Provided data:
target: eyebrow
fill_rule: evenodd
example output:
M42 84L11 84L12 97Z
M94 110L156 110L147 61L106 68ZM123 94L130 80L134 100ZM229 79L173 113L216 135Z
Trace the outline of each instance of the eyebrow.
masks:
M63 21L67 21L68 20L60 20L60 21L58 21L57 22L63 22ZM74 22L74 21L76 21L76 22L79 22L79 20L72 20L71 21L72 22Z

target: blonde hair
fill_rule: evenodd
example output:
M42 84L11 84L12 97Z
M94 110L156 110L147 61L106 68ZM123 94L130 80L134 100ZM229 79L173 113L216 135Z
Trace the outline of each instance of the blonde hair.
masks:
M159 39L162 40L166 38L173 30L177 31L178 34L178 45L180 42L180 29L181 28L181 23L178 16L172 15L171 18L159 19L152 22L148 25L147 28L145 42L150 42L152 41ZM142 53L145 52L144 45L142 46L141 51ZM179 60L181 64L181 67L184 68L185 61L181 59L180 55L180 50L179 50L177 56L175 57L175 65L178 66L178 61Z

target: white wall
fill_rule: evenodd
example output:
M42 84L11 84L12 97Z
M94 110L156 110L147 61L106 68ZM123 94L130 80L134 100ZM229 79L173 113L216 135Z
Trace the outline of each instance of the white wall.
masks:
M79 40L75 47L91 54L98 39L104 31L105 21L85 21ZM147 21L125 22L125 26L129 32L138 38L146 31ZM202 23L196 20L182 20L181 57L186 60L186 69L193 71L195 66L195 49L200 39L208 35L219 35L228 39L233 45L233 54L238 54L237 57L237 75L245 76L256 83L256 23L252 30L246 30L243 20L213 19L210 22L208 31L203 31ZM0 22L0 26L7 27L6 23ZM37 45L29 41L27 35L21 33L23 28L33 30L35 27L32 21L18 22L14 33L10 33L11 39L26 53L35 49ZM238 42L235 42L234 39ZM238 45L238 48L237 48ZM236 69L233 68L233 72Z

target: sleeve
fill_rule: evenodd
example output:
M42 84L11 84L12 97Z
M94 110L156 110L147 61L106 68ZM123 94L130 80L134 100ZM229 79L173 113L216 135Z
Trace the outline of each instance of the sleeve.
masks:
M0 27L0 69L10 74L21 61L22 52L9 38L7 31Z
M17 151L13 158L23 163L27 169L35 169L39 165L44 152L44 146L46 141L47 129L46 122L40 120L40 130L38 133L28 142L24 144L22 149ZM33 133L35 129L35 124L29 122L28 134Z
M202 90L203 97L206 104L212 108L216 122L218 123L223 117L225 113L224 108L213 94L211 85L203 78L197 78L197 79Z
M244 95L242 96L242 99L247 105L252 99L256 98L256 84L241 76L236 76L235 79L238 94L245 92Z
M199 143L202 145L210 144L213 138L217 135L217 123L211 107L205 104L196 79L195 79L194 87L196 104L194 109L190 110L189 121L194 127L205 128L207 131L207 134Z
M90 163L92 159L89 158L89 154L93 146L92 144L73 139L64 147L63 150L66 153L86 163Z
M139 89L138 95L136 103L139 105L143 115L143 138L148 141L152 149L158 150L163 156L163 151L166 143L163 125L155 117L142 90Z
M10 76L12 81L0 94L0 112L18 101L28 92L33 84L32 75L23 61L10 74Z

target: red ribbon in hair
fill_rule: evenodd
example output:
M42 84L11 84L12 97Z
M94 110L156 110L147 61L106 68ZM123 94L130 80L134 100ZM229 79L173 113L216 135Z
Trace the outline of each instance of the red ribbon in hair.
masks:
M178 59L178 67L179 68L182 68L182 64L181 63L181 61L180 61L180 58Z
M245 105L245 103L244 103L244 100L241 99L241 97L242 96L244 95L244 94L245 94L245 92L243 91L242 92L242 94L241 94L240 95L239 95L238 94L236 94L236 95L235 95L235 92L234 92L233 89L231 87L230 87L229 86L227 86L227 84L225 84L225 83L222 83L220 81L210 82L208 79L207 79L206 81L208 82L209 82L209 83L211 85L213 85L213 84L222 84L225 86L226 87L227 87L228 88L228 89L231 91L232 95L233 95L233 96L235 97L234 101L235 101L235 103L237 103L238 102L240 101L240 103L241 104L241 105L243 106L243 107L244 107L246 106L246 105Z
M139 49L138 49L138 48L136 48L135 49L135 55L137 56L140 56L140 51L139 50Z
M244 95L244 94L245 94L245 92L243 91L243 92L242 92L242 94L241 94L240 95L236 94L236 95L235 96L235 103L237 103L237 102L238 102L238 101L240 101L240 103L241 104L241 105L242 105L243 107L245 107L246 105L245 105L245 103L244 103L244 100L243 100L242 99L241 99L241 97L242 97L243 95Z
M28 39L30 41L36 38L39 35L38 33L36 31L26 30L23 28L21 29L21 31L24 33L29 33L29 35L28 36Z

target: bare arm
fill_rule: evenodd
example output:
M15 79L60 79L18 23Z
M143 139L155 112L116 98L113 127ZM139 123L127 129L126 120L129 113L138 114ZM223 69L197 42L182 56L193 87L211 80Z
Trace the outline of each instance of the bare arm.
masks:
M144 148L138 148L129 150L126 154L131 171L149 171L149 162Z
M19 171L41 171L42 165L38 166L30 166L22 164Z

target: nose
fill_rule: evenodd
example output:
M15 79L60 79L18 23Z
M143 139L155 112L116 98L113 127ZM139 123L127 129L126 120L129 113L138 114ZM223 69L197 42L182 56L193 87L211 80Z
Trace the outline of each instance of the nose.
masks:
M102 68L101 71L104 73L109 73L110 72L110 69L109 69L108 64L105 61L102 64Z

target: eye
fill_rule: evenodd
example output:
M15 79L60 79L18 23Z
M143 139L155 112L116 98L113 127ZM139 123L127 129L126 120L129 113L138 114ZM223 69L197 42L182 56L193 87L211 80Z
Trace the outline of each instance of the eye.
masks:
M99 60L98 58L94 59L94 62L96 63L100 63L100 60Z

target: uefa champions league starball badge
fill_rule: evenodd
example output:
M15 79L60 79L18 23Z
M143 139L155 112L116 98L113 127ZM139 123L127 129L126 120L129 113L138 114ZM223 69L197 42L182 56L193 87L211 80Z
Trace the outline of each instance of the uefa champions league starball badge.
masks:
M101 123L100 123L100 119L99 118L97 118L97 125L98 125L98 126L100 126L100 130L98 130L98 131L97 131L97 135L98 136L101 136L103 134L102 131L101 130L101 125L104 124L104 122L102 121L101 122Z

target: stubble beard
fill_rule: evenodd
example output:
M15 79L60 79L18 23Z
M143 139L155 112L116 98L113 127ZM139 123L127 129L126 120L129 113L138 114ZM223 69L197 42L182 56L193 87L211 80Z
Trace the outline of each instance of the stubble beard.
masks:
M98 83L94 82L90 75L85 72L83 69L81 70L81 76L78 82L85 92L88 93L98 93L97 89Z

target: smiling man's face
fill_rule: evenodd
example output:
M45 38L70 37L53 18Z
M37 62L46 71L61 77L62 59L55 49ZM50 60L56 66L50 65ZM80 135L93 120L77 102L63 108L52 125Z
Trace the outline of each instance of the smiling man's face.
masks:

Short problem:
Repeat all the items above, line for line, without changing anything.

The completed task:
target: eyebrow
fill_rule: evenodd
example output:
M42 84L11 84L12 97Z
M94 110L156 110L147 61L106 68ZM123 94L130 80L134 100ZM229 79L173 113L216 135Z
Trace the outline of each instance of the eyebrow.
masks:
M63 21L67 21L68 20L60 20L60 21L58 21L57 22L63 22ZM74 22L74 21L76 21L76 22L79 22L79 20L72 20L71 21L72 22Z

target: blonde hair
fill_rule: evenodd
example output:
M42 84L11 84L12 97Z
M94 110L156 110L147 61L106 68ZM123 94L130 80L134 100ZM229 79L173 113L216 135Z
Trace the outline of each instance of the blonde hair.
masks:
M159 39L162 40L166 38L173 30L177 31L178 34L178 45L180 42L180 29L181 28L181 23L178 16L172 15L171 18L159 19L152 22L148 25L147 28L145 42L150 42L152 41ZM142 53L145 52L144 45L142 46L141 51ZM179 60L181 64L181 67L184 68L185 61L181 59L180 55L180 50L179 50L177 56L175 57L175 65L178 66L178 61Z

target: white wall
fill_rule: evenodd
example output:
M42 84L11 84L12 97Z
M94 110L156 110L147 61L106 68ZM123 94L130 80L134 100ZM229 79L173 113L216 135Z
Trace the outline of each instance of the white wall.
masks:
M79 40L75 47L91 54L98 39L104 31L105 21L85 21ZM147 21L125 22L125 26L129 32L138 38L146 31ZM202 23L196 20L182 20L181 57L186 60L186 69L193 71L195 66L195 49L200 39L208 35L219 35L228 39L233 45L233 54L238 54L237 57L237 75L245 76L256 83L256 23L252 30L246 30L243 20L213 19L210 22L208 31L203 31ZM0 22L0 26L7 27L6 23ZM37 45L29 41L27 35L21 33L23 28L33 30L35 27L32 21L18 22L14 33L10 33L11 39L26 53L35 49ZM238 42L235 42L234 39ZM238 45L238 48L237 48ZM236 69L233 68L233 72Z

target: sleeve
fill_rule: evenodd
example output:
M42 84L11 84L12 97Z
M94 110L156 110L147 61L106 68ZM123 94L130 80L134 100ZM229 79L173 113L216 135Z
Trace the outline of each instance of the sleeve.
masks:
M0 27L0 69L10 74L21 61L22 52L9 38L7 31Z
M17 151L13 158L23 163L27 169L35 169L39 165L44 152L44 146L46 141L47 129L46 122L40 120L40 130L38 133L28 142L24 144L22 149ZM33 133L35 129L35 124L29 122L28 134Z
M202 90L203 97L206 104L212 108L216 122L218 123L223 117L225 113L224 108L213 94L211 85L203 78L197 78L197 79Z
M244 95L242 96L242 99L247 105L252 99L256 98L256 84L241 76L236 76L235 79L238 94L245 92Z
M199 143L202 145L210 144L213 138L217 135L217 123L211 107L205 104L196 79L195 79L194 87L196 104L194 109L190 110L189 121L194 127L205 128L207 131L207 134Z
M90 163L92 159L89 158L89 154L93 146L92 144L73 139L64 147L63 150L66 153L86 163Z
M139 89L138 95L136 103L139 105L143 115L143 138L148 141L152 149L158 150L163 156L163 151L166 143L163 125L155 117L142 90Z
M10 76L12 81L0 94L0 112L18 101L28 92L33 84L32 75L23 61L10 74Z

target: red ribbon in hair
fill_rule: evenodd
example output:
M42 84L11 84L12 97Z
M94 110L156 110L147 61L106 68ZM123 94L130 80L134 100ZM229 79L173 113L216 135Z
Trace the outline of each instance of the red ribbon in hair.
masks:
M178 59L178 67L179 68L182 68L182 64L181 63L181 61L180 61L180 58Z
M245 105L245 103L244 103L244 100L241 99L241 97L242 96L244 95L244 94L245 94L245 92L243 91L242 92L242 94L241 94L240 95L239 95L238 94L236 94L236 95L235 95L235 92L234 92L233 89L231 87L230 87L229 86L227 86L227 84L225 84L225 83L222 83L220 81L210 82L208 79L207 79L206 81L208 82L209 82L209 83L211 85L213 85L213 84L222 84L225 86L226 87L227 87L228 88L228 89L231 91L232 95L233 95L233 96L235 97L234 101L235 101L235 103L237 103L238 102L240 101L240 103L241 104L241 105L243 106L243 107L244 107L246 106L246 105Z
M139 49L138 49L138 48L136 48L135 49L135 55L137 56L140 56L140 51L139 50Z
M244 95L244 94L245 94L245 92L243 91L243 92L242 92L242 94L241 94L240 95L236 94L236 95L235 96L235 103L237 103L237 102L238 102L238 101L240 101L240 103L241 104L241 105L242 105L243 107L245 107L246 105L245 105L245 103L244 103L244 100L243 100L242 99L241 99L241 97L242 97L243 95Z
M28 39L30 41L36 38L39 35L38 33L36 31L26 30L23 28L21 29L21 31L24 33L29 33L29 35L28 36Z

target: bare arm
fill_rule: evenodd
example output:
M15 79L60 79L18 23Z
M143 139L155 112L116 98L113 127ZM139 123L127 129L126 120L129 113L138 114ZM223 69L197 42L182 56L193 87L211 80Z
Trace the outline of each instance of the bare arm.
masks:
M144 148L138 148L129 150L126 154L131 171L149 171L149 162Z
M19 171L41 171L42 165L38 166L30 166L22 164Z

target: nose
fill_rule: evenodd
example output:
M15 79L60 79L18 23Z
M143 139L155 112L116 98L113 127ZM139 123L127 129L126 120L129 113L138 114ZM223 69L197 42L182 56L193 87L211 80Z
Trace the outline of each instance of the nose.
masks:
M102 68L101 71L104 73L109 73L110 72L110 69L109 69L108 64L105 61L102 64Z

target: eye
fill_rule: evenodd
example output:
M15 79L60 79L18 23Z
M143 139L155 112L116 98L113 127ZM139 123L127 129L126 120L129 113L138 114ZM223 69L197 42L182 56L193 87L211 80Z
Trace the outline of each instance of the eye.
masks:
M99 60L98 58L94 59L94 62L96 63L100 63L100 60Z

target: uefa champions league starball badge
fill_rule: evenodd
example output:
M15 79L60 79L18 23Z
M143 139L155 112L116 98L113 127ZM139 123L127 129L126 120L129 113L138 114ZM223 69L197 42L182 56L193 87L211 80Z
Trace the outline of each instance of the uefa champions league starball badge.
masks:
M101 123L100 123L100 119L99 118L97 118L97 125L98 125L98 126L100 126L100 130L98 130L98 131L97 131L97 135L98 136L101 136L103 134L102 131L101 130L101 125L104 124L104 122L102 121L101 122Z

target: stubble beard
fill_rule: evenodd
example output:
M15 79L60 79L18 23Z
M143 139L155 112L116 98L113 127ZM139 123L127 129L126 120L129 113L138 114ZM223 69L197 42L182 56L193 87L211 80Z
Trace the outline of each instance of the stubble beard.
masks:
M98 83L94 82L90 75L85 72L83 69L81 70L81 76L78 82L85 92L88 93L98 93L97 89Z

target: smiling man's face
fill_rule: evenodd
example output:
M45 38L70 37L53 18Z
M37 62L46 71L61 77L62 59L55 49ZM50 60L56 66L50 65ZM80 135L93 120L77 102L63 108L52 125Z
Trace the outline of each instance of the smiling man's face.
masks:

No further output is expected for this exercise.